> TEXTE À LIRE:
··········

Si l’on veut changer les réactions il faut réparer les systèmes d’alarmes défectueux : l’entourage devra offrir une présence calme, rassurante et sécurisante. On devra prendre conscience de son expérience intérieure et pactiser peu à peu avec elle.
CONCLUSION
Aujourd’hui il n’est plus possible de garder le silence ; des femmes, des enfants et adolescents subissent la perversion de l’adulte qui vit en toute impunité, cela par peur de parler ou peur des représailles. C’est un vrai scandale qu’il faut faire éclater au grand jour, au sein de notre communauté qui n’est pas épargnée. Quand un homme qui représente la loi et qui a du pouvoir au sein d’une communauté, exerce toutes formes de violences malsaines ou d’abus sexuels, il devrait être sanctionné, condamné. Il s’agit bien d’un abus de pouvoir sur des personnes fragiles et vulnérables. Ce qui est observable ici, c’est que ni les lois, ni la religion ne sont une barrière aux abus et à la violence, et qu’il faut être attentif et bienveillant pour accueillir la parole de ces personnes abusées et traumatisées. Ne pas juger, ni donner de conseils, mais permettre à la personne d’être suffisamment sécurisée pour s’autoriser à parler et se défaire de ses liens toxiques. Se sentir sécurisé implique de ne pas être dans la dépendance psychologique ou financière. C’est ainsi que j’insiste auprès de nos généreux donateurs et bénévoles de prendre conscience de ce phénomène et que le temps et l’argent qu’ils y déploient permettent à une femme de nourrir ses enfants, ou encore aller consulter un thérapeute, un médecin. Notre action met tout en œuvre pour ces personnes fragiles et vulnérables : des colis alimentaires, une écoute attentive, des vêtements, et même un accès au logement quand cela est possible. Je dis « possible » car pour obtenir un logement aujourd’hui, même avec des associations juives, il faut avoir un minimum de revenus. Pour tout cela nous avons besoin d’argent mais aussi de solidarité et la possibilité de former des femmes sans emploi, de les aider à trouver du travail, à être dignes et ne plus subir l’abject.
Je tiens à remercier vivement tous les bénévoles et donateurs, les patients sont très reconnaissants et ne cessent de me dire combien il est réconfortant d’avoir des personnes qui viennent les voir et leur apporter de quoi nourrir leurs enfants.

··········

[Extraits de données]
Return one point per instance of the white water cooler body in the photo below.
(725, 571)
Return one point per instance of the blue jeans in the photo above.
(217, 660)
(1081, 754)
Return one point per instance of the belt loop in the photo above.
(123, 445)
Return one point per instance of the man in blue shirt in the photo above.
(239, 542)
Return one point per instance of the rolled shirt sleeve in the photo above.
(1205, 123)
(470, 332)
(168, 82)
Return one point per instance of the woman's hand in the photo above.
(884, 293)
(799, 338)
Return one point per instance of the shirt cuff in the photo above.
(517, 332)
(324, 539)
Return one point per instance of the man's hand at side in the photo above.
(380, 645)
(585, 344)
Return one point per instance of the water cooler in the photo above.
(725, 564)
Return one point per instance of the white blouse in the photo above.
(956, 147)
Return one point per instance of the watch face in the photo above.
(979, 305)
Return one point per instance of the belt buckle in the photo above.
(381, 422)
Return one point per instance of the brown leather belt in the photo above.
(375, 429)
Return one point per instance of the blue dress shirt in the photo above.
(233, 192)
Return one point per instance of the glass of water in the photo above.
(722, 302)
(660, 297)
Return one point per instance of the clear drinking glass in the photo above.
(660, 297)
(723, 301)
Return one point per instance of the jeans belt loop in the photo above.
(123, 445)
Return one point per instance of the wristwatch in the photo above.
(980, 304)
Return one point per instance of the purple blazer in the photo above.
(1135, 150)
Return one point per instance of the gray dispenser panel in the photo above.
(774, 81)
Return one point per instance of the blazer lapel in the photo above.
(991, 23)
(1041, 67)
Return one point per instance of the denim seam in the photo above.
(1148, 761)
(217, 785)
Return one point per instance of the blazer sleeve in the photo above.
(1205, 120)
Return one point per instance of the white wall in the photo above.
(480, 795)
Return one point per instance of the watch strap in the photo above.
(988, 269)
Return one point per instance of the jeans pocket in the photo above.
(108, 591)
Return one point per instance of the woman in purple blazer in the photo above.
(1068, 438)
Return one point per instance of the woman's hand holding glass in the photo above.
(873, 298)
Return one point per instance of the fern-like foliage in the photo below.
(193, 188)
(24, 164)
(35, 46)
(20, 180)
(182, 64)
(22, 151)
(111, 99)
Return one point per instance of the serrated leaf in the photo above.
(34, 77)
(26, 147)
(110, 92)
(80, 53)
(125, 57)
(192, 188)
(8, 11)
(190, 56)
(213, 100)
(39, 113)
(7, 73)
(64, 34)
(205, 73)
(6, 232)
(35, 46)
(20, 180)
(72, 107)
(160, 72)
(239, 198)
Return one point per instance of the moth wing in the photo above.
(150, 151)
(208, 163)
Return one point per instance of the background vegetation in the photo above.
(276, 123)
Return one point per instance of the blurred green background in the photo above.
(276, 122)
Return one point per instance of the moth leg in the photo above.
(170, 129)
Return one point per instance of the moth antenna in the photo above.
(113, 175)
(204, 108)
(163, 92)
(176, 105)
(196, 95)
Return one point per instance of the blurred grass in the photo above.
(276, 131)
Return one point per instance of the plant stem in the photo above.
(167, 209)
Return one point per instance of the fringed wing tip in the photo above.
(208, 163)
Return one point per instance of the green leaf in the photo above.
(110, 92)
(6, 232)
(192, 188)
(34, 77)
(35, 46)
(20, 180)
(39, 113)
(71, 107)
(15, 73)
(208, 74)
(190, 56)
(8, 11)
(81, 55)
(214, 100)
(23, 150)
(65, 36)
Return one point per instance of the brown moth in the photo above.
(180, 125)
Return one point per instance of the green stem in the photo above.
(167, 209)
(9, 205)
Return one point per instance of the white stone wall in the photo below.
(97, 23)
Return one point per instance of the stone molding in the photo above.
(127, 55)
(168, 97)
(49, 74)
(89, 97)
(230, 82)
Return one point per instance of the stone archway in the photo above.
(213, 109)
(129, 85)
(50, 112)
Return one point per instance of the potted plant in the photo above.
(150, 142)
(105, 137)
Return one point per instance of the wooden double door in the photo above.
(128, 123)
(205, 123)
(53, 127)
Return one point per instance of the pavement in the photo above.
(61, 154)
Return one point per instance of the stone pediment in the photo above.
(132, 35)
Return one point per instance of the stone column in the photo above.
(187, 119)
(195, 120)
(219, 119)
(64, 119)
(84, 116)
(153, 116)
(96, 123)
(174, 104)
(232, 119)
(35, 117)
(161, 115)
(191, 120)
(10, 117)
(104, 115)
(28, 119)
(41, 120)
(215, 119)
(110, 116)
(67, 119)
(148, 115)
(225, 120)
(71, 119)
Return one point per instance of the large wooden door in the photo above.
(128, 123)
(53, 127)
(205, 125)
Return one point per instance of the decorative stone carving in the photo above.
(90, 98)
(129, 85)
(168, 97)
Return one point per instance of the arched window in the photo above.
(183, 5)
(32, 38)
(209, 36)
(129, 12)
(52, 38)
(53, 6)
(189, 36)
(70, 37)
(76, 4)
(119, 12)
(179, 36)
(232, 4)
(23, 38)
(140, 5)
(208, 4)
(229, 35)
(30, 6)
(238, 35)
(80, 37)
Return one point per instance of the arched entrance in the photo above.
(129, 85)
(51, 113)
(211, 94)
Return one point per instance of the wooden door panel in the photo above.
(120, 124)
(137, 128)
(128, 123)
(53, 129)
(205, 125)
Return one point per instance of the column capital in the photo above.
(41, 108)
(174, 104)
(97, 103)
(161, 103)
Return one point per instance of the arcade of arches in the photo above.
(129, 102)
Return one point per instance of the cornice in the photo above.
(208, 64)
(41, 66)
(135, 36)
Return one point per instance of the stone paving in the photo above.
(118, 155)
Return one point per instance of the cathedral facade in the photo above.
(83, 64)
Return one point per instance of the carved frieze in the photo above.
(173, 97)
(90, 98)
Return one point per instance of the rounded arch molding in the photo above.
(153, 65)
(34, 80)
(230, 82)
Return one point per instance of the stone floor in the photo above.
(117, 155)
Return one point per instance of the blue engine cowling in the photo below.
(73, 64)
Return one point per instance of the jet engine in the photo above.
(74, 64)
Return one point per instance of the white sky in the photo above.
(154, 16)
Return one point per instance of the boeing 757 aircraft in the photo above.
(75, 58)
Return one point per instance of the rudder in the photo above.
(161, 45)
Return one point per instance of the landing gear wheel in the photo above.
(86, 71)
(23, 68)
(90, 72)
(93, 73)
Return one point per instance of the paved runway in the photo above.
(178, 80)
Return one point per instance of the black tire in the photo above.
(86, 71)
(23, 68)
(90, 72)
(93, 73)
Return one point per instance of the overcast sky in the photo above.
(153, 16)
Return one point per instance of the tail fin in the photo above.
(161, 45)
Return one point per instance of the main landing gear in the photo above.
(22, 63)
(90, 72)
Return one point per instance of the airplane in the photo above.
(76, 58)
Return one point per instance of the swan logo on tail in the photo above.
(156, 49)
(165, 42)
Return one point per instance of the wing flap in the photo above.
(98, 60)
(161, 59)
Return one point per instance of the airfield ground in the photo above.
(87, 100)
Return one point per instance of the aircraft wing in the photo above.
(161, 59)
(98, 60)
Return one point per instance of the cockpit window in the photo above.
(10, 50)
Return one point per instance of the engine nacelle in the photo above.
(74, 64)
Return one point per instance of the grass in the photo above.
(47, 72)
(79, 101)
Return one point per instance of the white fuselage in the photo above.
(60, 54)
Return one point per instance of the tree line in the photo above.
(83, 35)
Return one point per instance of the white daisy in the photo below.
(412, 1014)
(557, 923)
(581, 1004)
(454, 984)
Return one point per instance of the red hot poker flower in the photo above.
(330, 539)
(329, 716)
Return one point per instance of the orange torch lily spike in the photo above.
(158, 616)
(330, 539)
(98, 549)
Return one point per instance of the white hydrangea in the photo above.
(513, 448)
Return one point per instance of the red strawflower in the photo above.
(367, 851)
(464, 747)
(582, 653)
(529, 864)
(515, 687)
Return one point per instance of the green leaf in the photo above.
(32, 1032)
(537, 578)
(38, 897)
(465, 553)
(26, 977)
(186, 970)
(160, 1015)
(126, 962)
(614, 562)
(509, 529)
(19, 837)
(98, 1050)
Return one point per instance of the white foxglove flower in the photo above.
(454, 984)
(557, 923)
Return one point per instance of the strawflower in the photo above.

··········

> CONSIGNES:
[1] Extrayez du texte à lire le passage qui va de « Je tiens à remercier » jusqu'à « nourrir leurs enfants. » inclus, sans rien y changer.
[2] Indiquez si chacune des affirmations suivantes s'accorde avec le texte à lire, puis justifiez chaque réponse par une citation exacte.
(a) La religion constitue une barrière aux abus.
(b) L'action décrite fournit notamment des colis alimentaires et des vêtements.
(c) Aucun revenu n'est exigé pour obtenir un logement auprès d'associations juives.
[3] Relevez dans le texte à lire tout ce que l'action met en œuvre pour les personnes fragiles et vulnérables.
Ces données sont tirées d'une autre source.

> CORRIGÉ:
[1]
Je tiens à remercier vivement tous les bénévoles et donateurs, les patients sont très reconnaissants et ne cessent de me dire combien il est réconfortant d’avoir des personnes qui viennent les voir et leur apporter de quoi nourrir leurs enfants.

[2]
(a) Non : « ni les lois, ni la religion ne sont une barrière aux abus et à la violence ».
(b) Oui : « des colis alimentaires, une écoute attentive, des vêtements ».
(c) Non : « même avec des associations juives, il faut avoir un minimum de revenus ».

[3]
- des colis alimentaires
- une écoute attentive
- des vêtements
- un accès au logement quand cela est possible